Given entries below:
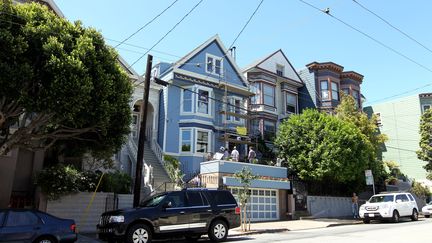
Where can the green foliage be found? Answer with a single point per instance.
(318, 146)
(172, 166)
(420, 191)
(425, 152)
(61, 84)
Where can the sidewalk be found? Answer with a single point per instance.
(292, 225)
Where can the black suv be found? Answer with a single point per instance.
(190, 212)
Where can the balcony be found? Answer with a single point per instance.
(220, 173)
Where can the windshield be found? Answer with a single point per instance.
(153, 201)
(383, 198)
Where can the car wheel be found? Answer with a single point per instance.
(45, 239)
(139, 233)
(395, 217)
(414, 216)
(218, 231)
(192, 238)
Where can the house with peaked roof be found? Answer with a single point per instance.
(203, 106)
(275, 83)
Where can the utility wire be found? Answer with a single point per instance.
(136, 32)
(326, 11)
(394, 27)
(163, 37)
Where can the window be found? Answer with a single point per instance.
(269, 130)
(356, 95)
(426, 107)
(203, 101)
(255, 88)
(291, 103)
(280, 70)
(202, 144)
(21, 219)
(335, 91)
(186, 140)
(324, 90)
(214, 65)
(187, 100)
(269, 95)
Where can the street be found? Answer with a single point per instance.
(404, 231)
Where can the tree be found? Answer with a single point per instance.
(245, 177)
(60, 83)
(425, 151)
(348, 111)
(321, 147)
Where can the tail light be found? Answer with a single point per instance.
(73, 228)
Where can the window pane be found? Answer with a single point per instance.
(203, 101)
(21, 219)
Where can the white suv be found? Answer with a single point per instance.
(389, 206)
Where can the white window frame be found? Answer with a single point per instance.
(181, 140)
(213, 71)
(183, 89)
(210, 102)
(209, 141)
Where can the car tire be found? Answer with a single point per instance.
(414, 216)
(139, 233)
(395, 217)
(192, 238)
(218, 231)
(45, 239)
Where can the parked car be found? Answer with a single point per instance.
(389, 206)
(26, 225)
(190, 212)
(427, 210)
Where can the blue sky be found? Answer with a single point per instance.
(304, 34)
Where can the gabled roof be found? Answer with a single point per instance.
(201, 47)
(257, 64)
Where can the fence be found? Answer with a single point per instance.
(75, 207)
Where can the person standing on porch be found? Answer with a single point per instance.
(251, 155)
(235, 154)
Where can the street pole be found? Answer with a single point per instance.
(141, 139)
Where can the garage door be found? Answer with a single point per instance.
(263, 203)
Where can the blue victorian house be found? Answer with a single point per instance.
(203, 107)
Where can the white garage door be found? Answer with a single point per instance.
(263, 203)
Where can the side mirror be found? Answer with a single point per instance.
(167, 204)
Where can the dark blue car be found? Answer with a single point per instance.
(25, 225)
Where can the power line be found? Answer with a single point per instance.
(136, 32)
(394, 27)
(163, 37)
(327, 11)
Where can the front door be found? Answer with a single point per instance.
(200, 210)
(20, 226)
(174, 217)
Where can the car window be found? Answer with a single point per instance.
(411, 197)
(222, 197)
(381, 198)
(177, 199)
(195, 199)
(21, 219)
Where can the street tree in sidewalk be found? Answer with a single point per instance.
(59, 83)
(245, 177)
(425, 151)
(319, 147)
(348, 111)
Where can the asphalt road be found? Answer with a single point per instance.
(402, 232)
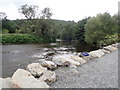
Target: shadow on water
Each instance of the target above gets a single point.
(20, 55)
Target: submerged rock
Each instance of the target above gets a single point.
(23, 79)
(49, 64)
(109, 48)
(97, 53)
(60, 61)
(77, 58)
(105, 51)
(40, 56)
(48, 76)
(65, 60)
(115, 45)
(36, 69)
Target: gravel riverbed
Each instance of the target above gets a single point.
(98, 73)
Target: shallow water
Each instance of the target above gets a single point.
(20, 55)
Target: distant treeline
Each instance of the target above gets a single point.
(103, 29)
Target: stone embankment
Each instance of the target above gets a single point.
(41, 75)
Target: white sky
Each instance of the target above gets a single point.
(62, 9)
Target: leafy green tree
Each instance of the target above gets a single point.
(3, 16)
(80, 30)
(30, 12)
(46, 13)
(68, 32)
(97, 28)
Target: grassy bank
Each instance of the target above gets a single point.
(20, 38)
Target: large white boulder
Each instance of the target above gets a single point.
(5, 83)
(23, 79)
(49, 64)
(105, 51)
(77, 58)
(115, 45)
(48, 76)
(61, 61)
(109, 48)
(97, 53)
(36, 69)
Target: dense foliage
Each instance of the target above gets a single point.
(20, 38)
(102, 29)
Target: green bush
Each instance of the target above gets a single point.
(110, 39)
(20, 38)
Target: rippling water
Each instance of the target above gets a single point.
(20, 55)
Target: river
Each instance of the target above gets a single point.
(20, 55)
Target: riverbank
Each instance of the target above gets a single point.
(20, 38)
(98, 72)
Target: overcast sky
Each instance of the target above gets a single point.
(62, 9)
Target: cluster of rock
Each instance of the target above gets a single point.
(39, 75)
(35, 76)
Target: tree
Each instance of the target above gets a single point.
(46, 13)
(80, 30)
(30, 12)
(3, 16)
(68, 32)
(97, 28)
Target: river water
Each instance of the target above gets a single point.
(20, 55)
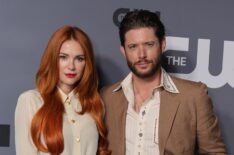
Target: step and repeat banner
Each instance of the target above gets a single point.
(200, 47)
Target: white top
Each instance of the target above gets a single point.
(79, 131)
(142, 128)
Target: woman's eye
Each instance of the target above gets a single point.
(80, 59)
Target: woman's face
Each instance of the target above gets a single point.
(71, 65)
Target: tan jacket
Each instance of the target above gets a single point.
(187, 123)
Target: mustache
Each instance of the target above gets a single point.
(143, 61)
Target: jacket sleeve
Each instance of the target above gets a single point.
(209, 136)
(23, 117)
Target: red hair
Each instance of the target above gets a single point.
(48, 121)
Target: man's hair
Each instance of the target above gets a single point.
(141, 19)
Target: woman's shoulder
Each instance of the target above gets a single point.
(30, 97)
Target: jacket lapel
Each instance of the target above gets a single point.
(168, 108)
(120, 117)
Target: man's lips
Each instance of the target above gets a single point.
(70, 75)
(143, 63)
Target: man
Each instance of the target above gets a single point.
(150, 112)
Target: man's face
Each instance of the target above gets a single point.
(143, 51)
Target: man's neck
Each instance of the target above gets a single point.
(146, 84)
(143, 88)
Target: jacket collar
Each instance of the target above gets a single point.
(166, 82)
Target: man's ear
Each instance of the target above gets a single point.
(163, 44)
(122, 50)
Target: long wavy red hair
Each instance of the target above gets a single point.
(47, 123)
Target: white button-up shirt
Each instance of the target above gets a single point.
(79, 131)
(142, 128)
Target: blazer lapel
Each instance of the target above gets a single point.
(120, 116)
(168, 108)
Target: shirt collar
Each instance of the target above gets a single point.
(166, 82)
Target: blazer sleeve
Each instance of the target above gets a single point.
(208, 132)
(23, 117)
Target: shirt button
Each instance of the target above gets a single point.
(77, 139)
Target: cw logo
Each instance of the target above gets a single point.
(201, 71)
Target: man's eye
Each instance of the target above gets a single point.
(62, 57)
(132, 46)
(150, 44)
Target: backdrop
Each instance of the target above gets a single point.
(200, 47)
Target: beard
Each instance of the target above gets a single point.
(156, 65)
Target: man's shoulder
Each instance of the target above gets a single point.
(184, 85)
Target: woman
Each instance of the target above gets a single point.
(64, 114)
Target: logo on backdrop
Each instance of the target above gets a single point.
End of Given entries.
## What the task asks
Search the data above for "water" and copy every line where it turns up.

## Task response
Target: shadow on water
Target: shallow water
Target: rippling water
Target: river water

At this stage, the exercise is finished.